• Instruction: Will you reproduce, unchanged, the stretch of rows below from the line containing "Given the photograph above, point out the aerial" through the end of the rows?

• Provided material:
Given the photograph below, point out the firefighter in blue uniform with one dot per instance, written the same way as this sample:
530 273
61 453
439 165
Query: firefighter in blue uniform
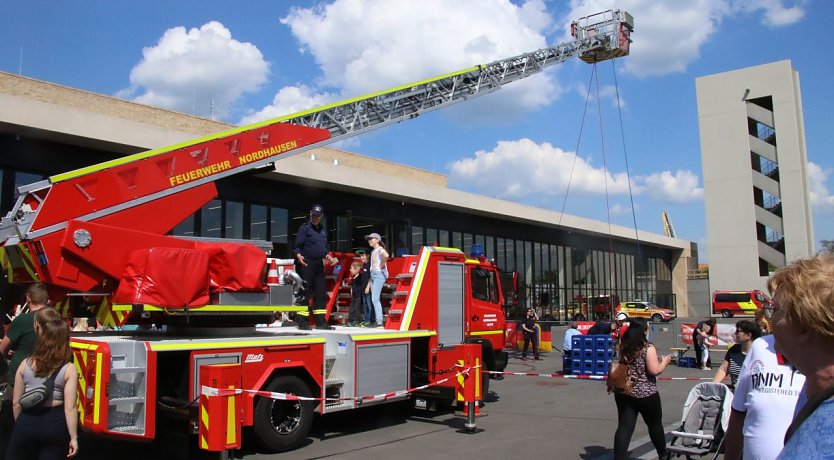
310 250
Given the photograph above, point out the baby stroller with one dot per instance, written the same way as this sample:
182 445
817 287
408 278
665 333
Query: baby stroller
706 413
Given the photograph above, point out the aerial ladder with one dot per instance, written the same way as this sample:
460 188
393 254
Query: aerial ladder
77 231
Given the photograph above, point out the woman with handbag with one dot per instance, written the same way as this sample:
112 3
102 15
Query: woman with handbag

• Task response:
Given the photograph above, point out the aerial ladder with one dot per instance, written the same way as this sample:
460 188
393 254
Query: aerial ladder
77 231
Given the photograph above, point out the woman with handbag with one dot per instance, written the same way as this sample:
112 3
102 15
Query: woman with handbag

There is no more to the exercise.